Collection entries
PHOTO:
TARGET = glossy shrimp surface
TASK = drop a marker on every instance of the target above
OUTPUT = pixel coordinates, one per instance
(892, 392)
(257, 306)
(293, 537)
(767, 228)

- _Task brief_: Copy the material above line for line, changing nothing.

- _Final result_:
PHOTO:
TARGET = glossy shrimp surface
TASK = drop a marker on every instance of the target above
OUTPUT = pixel coordinates, one per instance
(892, 392)
(257, 306)
(293, 537)
(767, 228)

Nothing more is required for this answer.